Retype every line in the rows below with no changes, omitting the pictures from your answer.

* Start RECORDS FOR THIS TASK *

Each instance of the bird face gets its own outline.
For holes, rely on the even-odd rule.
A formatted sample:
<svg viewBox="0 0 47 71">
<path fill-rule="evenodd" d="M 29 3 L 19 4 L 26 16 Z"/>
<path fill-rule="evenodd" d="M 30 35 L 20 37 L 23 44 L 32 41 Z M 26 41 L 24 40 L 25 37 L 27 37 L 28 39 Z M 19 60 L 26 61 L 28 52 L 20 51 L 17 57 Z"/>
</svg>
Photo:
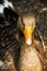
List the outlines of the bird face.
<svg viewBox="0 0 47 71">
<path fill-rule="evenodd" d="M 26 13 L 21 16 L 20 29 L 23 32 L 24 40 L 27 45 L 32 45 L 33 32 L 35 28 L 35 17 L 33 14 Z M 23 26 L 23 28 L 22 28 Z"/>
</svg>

* End RECORDS FOR THIS TASK *

▶ _RESPONSE TO THE EXERCISE_:
Each instance of the bird face gets its own outline.
For holes, rely on the even-odd rule.
A formatted sample:
<svg viewBox="0 0 47 71">
<path fill-rule="evenodd" d="M 29 3 L 19 4 L 26 16 Z"/>
<path fill-rule="evenodd" d="M 30 35 L 20 37 L 23 44 L 32 41 Z M 26 41 L 24 40 L 25 37 L 27 37 L 28 39 Z M 19 60 L 26 61 L 28 52 L 20 51 L 17 57 Z"/>
</svg>
Photo:
List the outlines of the bird face.
<svg viewBox="0 0 47 71">
<path fill-rule="evenodd" d="M 26 13 L 21 16 L 20 29 L 23 32 L 24 40 L 27 45 L 32 45 L 33 32 L 35 28 L 35 17 L 33 14 Z M 23 26 L 23 28 L 22 28 Z"/>
</svg>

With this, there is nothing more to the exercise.